(Aim of the exercise): Count the lines of the records below that contain the string "sign", and give only the number.

______________________________

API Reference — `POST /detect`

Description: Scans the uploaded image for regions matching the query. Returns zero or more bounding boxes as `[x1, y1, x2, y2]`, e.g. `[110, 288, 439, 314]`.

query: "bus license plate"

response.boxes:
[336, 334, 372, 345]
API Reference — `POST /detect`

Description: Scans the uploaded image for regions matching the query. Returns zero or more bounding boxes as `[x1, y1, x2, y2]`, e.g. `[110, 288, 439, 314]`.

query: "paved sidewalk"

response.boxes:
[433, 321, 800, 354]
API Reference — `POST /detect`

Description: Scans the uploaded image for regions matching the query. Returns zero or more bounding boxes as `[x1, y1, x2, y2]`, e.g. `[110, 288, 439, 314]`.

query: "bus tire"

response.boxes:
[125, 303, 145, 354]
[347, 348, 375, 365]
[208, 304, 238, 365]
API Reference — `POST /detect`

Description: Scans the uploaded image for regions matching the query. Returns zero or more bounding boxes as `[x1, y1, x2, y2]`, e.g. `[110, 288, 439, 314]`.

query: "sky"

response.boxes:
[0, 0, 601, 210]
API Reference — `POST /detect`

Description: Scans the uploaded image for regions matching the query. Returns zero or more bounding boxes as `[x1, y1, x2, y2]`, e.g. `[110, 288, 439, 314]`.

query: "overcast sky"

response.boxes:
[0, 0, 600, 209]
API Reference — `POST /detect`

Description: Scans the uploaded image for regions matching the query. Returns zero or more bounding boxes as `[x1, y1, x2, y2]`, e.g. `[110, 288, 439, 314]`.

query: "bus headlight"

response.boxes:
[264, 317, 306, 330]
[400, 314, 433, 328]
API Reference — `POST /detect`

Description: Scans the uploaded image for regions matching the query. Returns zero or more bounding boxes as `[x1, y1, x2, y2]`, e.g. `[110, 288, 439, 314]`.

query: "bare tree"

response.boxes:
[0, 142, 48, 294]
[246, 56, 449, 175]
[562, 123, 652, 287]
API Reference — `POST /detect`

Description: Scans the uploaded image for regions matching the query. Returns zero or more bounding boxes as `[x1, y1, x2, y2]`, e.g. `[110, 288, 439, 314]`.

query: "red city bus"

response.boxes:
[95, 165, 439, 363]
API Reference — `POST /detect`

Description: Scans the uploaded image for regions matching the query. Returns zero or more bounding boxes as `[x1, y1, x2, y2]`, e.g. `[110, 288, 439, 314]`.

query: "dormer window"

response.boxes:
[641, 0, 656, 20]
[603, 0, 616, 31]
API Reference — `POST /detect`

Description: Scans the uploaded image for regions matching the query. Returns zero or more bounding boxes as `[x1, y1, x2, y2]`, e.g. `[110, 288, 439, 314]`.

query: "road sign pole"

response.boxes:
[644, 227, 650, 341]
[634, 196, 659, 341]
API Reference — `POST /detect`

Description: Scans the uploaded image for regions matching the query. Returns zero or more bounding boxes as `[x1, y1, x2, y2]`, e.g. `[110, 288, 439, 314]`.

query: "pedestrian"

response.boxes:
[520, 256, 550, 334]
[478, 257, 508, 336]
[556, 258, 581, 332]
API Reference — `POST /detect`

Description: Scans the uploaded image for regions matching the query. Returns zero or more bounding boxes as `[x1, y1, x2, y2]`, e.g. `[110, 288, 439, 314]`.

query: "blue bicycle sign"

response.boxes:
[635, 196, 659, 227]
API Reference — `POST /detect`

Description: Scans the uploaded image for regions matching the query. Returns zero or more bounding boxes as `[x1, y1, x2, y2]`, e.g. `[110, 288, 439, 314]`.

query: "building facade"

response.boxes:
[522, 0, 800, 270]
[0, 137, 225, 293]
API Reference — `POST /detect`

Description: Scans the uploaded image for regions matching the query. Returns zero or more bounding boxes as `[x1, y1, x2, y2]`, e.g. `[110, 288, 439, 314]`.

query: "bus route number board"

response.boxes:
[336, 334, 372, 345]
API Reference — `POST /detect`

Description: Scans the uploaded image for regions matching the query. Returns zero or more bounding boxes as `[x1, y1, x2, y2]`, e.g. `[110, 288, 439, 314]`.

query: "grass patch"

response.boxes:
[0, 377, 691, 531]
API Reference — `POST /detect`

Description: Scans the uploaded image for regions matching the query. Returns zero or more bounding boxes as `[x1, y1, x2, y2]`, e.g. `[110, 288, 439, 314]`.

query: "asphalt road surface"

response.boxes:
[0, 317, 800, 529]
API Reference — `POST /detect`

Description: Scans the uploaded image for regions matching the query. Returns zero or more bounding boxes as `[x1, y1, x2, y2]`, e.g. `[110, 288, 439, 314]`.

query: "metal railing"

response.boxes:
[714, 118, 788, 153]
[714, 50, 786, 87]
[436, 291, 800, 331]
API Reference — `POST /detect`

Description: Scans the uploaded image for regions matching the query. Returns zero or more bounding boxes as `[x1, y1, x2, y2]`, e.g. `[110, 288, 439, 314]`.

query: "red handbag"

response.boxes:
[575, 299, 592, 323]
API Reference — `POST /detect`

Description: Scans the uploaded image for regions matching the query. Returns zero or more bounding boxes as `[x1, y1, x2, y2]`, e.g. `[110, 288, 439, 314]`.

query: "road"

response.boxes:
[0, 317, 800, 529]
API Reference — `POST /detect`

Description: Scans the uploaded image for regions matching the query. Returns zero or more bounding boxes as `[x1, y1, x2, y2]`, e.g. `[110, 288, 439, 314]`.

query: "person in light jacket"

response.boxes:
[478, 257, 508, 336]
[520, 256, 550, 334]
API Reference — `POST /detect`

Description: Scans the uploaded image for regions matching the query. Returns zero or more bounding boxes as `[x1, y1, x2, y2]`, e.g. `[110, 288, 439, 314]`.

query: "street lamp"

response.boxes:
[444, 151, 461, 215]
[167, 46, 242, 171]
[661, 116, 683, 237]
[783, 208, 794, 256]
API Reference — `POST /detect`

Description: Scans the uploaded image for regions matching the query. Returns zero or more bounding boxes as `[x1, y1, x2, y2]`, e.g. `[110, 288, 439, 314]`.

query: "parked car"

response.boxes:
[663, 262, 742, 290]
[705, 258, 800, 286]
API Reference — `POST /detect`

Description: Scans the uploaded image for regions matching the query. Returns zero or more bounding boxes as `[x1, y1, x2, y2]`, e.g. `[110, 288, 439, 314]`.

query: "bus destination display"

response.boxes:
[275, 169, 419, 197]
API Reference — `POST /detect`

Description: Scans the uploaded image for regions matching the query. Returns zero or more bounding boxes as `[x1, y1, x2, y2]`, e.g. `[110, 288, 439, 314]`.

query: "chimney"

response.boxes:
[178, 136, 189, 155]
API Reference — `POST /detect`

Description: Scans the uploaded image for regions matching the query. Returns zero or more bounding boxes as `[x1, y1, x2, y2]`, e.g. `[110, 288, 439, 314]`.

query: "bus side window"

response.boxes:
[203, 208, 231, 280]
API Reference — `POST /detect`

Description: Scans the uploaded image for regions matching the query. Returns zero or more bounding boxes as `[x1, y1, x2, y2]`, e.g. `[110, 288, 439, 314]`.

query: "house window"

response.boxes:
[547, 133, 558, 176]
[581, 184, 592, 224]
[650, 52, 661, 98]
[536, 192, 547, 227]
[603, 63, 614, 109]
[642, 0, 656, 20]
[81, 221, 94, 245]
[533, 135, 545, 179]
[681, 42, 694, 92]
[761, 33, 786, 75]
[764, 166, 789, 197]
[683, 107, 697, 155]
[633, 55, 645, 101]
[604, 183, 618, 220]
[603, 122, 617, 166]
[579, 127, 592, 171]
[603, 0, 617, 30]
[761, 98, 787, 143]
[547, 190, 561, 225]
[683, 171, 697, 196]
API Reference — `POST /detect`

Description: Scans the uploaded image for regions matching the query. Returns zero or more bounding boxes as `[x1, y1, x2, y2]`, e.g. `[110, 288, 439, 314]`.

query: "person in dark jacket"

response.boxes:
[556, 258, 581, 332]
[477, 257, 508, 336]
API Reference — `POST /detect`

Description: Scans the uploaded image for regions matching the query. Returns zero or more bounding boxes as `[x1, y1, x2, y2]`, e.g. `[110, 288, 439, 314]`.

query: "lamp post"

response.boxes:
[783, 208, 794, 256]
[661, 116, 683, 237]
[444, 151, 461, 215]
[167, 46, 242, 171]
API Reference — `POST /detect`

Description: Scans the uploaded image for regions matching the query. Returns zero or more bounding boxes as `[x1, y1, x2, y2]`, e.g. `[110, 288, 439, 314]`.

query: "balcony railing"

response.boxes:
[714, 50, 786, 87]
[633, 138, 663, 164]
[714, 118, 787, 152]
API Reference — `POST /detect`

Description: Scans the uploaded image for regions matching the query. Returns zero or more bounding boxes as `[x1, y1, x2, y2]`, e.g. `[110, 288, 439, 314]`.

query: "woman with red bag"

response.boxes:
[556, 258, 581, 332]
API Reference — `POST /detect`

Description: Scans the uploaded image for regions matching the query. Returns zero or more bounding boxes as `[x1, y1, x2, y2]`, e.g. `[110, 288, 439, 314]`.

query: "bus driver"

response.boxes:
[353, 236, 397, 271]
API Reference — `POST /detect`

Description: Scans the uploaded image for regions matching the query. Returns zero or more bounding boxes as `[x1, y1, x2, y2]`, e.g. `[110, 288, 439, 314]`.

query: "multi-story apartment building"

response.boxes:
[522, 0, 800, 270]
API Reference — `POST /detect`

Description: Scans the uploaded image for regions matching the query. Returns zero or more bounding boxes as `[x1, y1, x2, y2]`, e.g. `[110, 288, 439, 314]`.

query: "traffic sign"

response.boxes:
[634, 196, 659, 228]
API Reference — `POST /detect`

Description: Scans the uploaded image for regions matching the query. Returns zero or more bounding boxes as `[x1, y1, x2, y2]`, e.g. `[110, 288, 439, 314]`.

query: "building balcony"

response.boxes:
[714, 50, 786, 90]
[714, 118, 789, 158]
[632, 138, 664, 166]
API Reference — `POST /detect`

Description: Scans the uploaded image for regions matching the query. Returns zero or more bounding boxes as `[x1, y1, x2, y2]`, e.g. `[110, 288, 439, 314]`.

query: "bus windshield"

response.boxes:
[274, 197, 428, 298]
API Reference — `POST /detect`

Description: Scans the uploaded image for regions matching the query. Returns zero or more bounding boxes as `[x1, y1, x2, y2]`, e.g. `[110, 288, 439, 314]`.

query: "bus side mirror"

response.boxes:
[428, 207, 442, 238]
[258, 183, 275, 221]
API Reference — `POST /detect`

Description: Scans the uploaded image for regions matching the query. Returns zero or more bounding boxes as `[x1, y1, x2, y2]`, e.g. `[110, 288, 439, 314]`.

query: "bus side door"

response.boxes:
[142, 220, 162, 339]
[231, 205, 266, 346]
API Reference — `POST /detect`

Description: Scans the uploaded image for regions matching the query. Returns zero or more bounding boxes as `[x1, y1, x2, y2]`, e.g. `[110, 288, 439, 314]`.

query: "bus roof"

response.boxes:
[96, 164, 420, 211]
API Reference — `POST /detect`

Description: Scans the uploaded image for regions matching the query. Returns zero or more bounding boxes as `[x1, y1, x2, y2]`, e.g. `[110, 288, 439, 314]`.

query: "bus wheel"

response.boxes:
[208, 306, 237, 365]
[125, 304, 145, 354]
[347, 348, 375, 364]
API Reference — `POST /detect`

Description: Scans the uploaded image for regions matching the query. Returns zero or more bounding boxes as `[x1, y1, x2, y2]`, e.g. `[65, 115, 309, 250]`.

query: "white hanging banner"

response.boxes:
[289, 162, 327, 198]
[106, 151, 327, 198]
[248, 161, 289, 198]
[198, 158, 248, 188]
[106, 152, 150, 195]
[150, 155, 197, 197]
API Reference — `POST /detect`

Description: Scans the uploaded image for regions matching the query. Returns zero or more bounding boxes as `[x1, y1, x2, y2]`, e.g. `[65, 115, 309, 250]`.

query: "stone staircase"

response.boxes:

______________________________

(Output): 3